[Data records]
━━━
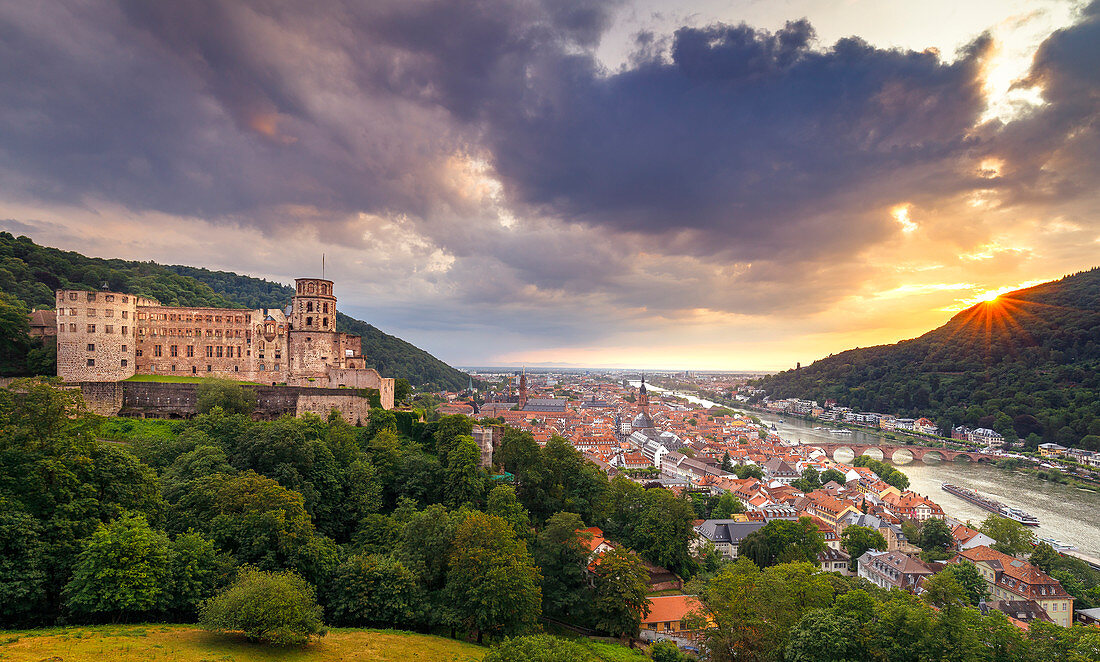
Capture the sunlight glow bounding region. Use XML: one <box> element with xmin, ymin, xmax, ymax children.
<box><xmin>890</xmin><ymin>202</ymin><xmax>919</xmax><ymax>234</ymax></box>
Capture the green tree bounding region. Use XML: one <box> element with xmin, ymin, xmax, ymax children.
<box><xmin>195</xmin><ymin>377</ymin><xmax>257</xmax><ymax>416</ymax></box>
<box><xmin>328</xmin><ymin>554</ymin><xmax>424</xmax><ymax>627</ymax></box>
<box><xmin>447</xmin><ymin>511</ymin><xmax>542</xmax><ymax>641</ymax></box>
<box><xmin>738</xmin><ymin>517</ymin><xmax>825</xmax><ymax>567</ymax></box>
<box><xmin>199</xmin><ymin>567</ymin><xmax>325</xmax><ymax>646</ymax></box>
<box><xmin>840</xmin><ymin>526</ymin><xmax>887</xmax><ymax>571</ymax></box>
<box><xmin>978</xmin><ymin>515</ymin><xmax>1035</xmax><ymax>556</ymax></box>
<box><xmin>485</xmin><ymin>635</ymin><xmax>591</xmax><ymax>662</ymax></box>
<box><xmin>941</xmin><ymin>559</ymin><xmax>989</xmax><ymax>607</ymax></box>
<box><xmin>595</xmin><ymin>548</ymin><xmax>649</xmax><ymax>637</ymax></box>
<box><xmin>532</xmin><ymin>512</ymin><xmax>592</xmax><ymax>622</ymax></box>
<box><xmin>446</xmin><ymin>435</ymin><xmax>486</xmax><ymax>506</ymax></box>
<box><xmin>485</xmin><ymin>485</ymin><xmax>531</xmax><ymax>540</ymax></box>
<box><xmin>65</xmin><ymin>515</ymin><xmax>169</xmax><ymax>620</ymax></box>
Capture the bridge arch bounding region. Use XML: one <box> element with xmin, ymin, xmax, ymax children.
<box><xmin>890</xmin><ymin>446</ymin><xmax>916</xmax><ymax>464</ymax></box>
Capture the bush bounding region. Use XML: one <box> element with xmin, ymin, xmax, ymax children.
<box><xmin>485</xmin><ymin>635</ymin><xmax>589</xmax><ymax>662</ymax></box>
<box><xmin>199</xmin><ymin>567</ymin><xmax>325</xmax><ymax>646</ymax></box>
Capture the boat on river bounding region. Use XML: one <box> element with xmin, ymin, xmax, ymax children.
<box><xmin>939</xmin><ymin>483</ymin><xmax>1038</xmax><ymax>527</ymax></box>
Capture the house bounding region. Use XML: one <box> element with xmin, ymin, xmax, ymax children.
<box><xmin>950</xmin><ymin>545</ymin><xmax>1074</xmax><ymax>627</ymax></box>
<box><xmin>639</xmin><ymin>595</ymin><xmax>702</xmax><ymax>641</ymax></box>
<box><xmin>857</xmin><ymin>550</ymin><xmax>935</xmax><ymax>593</ymax></box>
<box><xmin>952</xmin><ymin>525</ymin><xmax>997</xmax><ymax>550</ymax></box>
<box><xmin>691</xmin><ymin>519</ymin><xmax>766</xmax><ymax>559</ymax></box>
<box><xmin>1038</xmin><ymin>443</ymin><xmax>1066</xmax><ymax>457</ymax></box>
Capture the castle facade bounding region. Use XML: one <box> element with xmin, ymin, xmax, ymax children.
<box><xmin>56</xmin><ymin>278</ymin><xmax>394</xmax><ymax>409</ymax></box>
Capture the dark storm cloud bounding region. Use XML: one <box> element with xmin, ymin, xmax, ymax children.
<box><xmin>0</xmin><ymin>0</ymin><xmax>1100</xmax><ymax>327</ymax></box>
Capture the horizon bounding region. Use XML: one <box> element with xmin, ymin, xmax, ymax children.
<box><xmin>0</xmin><ymin>0</ymin><xmax>1100</xmax><ymax>373</ymax></box>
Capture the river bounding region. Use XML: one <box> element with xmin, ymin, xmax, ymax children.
<box><xmin>633</xmin><ymin>383</ymin><xmax>1100</xmax><ymax>558</ymax></box>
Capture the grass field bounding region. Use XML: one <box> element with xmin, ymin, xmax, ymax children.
<box><xmin>124</xmin><ymin>375</ymin><xmax>263</xmax><ymax>386</ymax></box>
<box><xmin>0</xmin><ymin>625</ymin><xmax>488</xmax><ymax>662</ymax></box>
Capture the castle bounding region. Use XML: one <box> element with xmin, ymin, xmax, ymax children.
<box><xmin>56</xmin><ymin>278</ymin><xmax>394</xmax><ymax>409</ymax></box>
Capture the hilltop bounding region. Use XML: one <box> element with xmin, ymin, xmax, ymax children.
<box><xmin>0</xmin><ymin>232</ymin><xmax>469</xmax><ymax>390</ymax></box>
<box><xmin>757</xmin><ymin>268</ymin><xmax>1100</xmax><ymax>450</ymax></box>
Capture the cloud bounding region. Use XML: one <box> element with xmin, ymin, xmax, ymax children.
<box><xmin>0</xmin><ymin>0</ymin><xmax>1100</xmax><ymax>362</ymax></box>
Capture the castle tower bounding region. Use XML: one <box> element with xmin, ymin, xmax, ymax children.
<box><xmin>519</xmin><ymin>367</ymin><xmax>527</xmax><ymax>408</ymax></box>
<box><xmin>290</xmin><ymin>278</ymin><xmax>337</xmax><ymax>332</ymax></box>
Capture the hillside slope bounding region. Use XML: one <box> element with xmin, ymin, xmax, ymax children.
<box><xmin>0</xmin><ymin>232</ymin><xmax>469</xmax><ymax>390</ymax></box>
<box><xmin>758</xmin><ymin>268</ymin><xmax>1100</xmax><ymax>450</ymax></box>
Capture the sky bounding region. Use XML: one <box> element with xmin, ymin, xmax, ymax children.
<box><xmin>0</xmin><ymin>0</ymin><xmax>1100</xmax><ymax>369</ymax></box>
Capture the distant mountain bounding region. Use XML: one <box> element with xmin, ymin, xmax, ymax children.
<box><xmin>0</xmin><ymin>232</ymin><xmax>469</xmax><ymax>390</ymax></box>
<box><xmin>757</xmin><ymin>268</ymin><xmax>1100</xmax><ymax>450</ymax></box>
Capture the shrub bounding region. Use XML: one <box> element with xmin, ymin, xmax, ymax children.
<box><xmin>199</xmin><ymin>567</ymin><xmax>325</xmax><ymax>646</ymax></box>
<box><xmin>485</xmin><ymin>635</ymin><xmax>589</xmax><ymax>662</ymax></box>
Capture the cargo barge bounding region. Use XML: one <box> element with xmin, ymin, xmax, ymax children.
<box><xmin>939</xmin><ymin>483</ymin><xmax>1038</xmax><ymax>527</ymax></box>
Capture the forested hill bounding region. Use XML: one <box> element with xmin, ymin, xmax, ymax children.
<box><xmin>758</xmin><ymin>268</ymin><xmax>1100</xmax><ymax>450</ymax></box>
<box><xmin>0</xmin><ymin>232</ymin><xmax>469</xmax><ymax>390</ymax></box>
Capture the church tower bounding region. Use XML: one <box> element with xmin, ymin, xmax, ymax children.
<box><xmin>519</xmin><ymin>367</ymin><xmax>527</xmax><ymax>409</ymax></box>
<box><xmin>290</xmin><ymin>278</ymin><xmax>337</xmax><ymax>332</ymax></box>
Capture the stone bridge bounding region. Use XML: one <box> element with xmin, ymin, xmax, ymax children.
<box><xmin>802</xmin><ymin>441</ymin><xmax>999</xmax><ymax>464</ymax></box>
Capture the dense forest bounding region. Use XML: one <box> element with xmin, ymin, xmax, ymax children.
<box><xmin>0</xmin><ymin>232</ymin><xmax>469</xmax><ymax>390</ymax></box>
<box><xmin>757</xmin><ymin>268</ymin><xmax>1100</xmax><ymax>450</ymax></box>
<box><xmin>0</xmin><ymin>380</ymin><xmax>1100</xmax><ymax>662</ymax></box>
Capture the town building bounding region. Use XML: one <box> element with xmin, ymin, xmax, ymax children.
<box><xmin>952</xmin><ymin>545</ymin><xmax>1074</xmax><ymax>627</ymax></box>
<box><xmin>55</xmin><ymin>278</ymin><xmax>394</xmax><ymax>409</ymax></box>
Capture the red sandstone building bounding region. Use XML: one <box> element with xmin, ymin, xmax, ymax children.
<box><xmin>56</xmin><ymin>278</ymin><xmax>394</xmax><ymax>409</ymax></box>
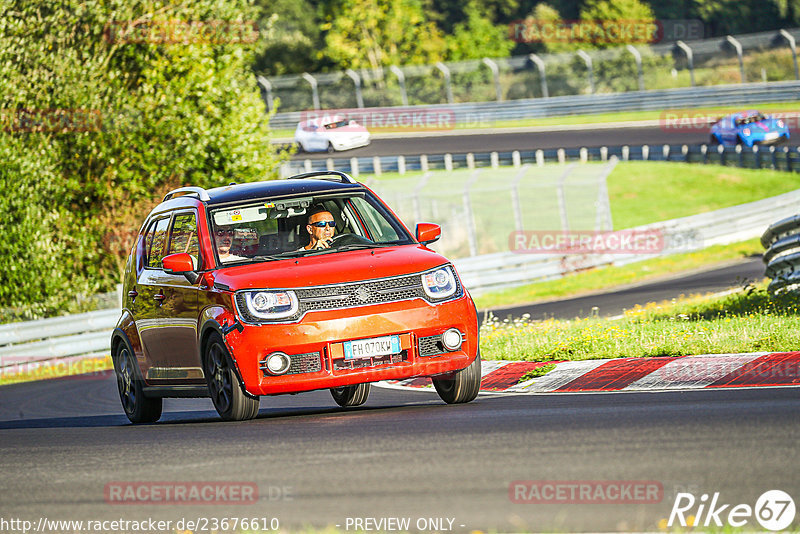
━━━
§ WORK REQUIRED: Retype the data above, from the line containing "Capture the cargo" through the end of the data, inclusive. Leave the pictures out of your answer.

§ EXERCISE OUTPUT:
Capture the cargo barge bounding region. Use XML: one <box> element with xmin, ymin, xmax, ymax children.
<box><xmin>939</xmin><ymin>483</ymin><xmax>1038</xmax><ymax>527</ymax></box>
Capture the forested hill bounding region. Use XML: one <box> element with xmin, ymin, xmax, ymax children.
<box><xmin>758</xmin><ymin>268</ymin><xmax>1100</xmax><ymax>450</ymax></box>
<box><xmin>0</xmin><ymin>232</ymin><xmax>469</xmax><ymax>390</ymax></box>
Capture the church tower bounding region. Use XML: one <box> element with xmin, ymin, xmax, ymax children.
<box><xmin>519</xmin><ymin>367</ymin><xmax>527</xmax><ymax>409</ymax></box>
<box><xmin>290</xmin><ymin>278</ymin><xmax>337</xmax><ymax>332</ymax></box>
Capture the stone bridge bounding region. Use XML: one <box> element with xmin, ymin, xmax, ymax children.
<box><xmin>802</xmin><ymin>441</ymin><xmax>999</xmax><ymax>464</ymax></box>
Capture the dense forest bounding region. Use XML: one <box> element with xmin, ymin, xmax, ymax children.
<box><xmin>0</xmin><ymin>232</ymin><xmax>469</xmax><ymax>390</ymax></box>
<box><xmin>757</xmin><ymin>268</ymin><xmax>1100</xmax><ymax>450</ymax></box>
<box><xmin>0</xmin><ymin>380</ymin><xmax>1100</xmax><ymax>662</ymax></box>
Capture the town building bounding region. Use XML: one <box> element with xmin, ymin, xmax, ymax children.
<box><xmin>952</xmin><ymin>545</ymin><xmax>1074</xmax><ymax>627</ymax></box>
<box><xmin>55</xmin><ymin>278</ymin><xmax>394</xmax><ymax>409</ymax></box>
Capture the red sandstone building bounding region. Use XML: one <box> element with xmin, ymin, xmax, ymax children.
<box><xmin>56</xmin><ymin>278</ymin><xmax>394</xmax><ymax>409</ymax></box>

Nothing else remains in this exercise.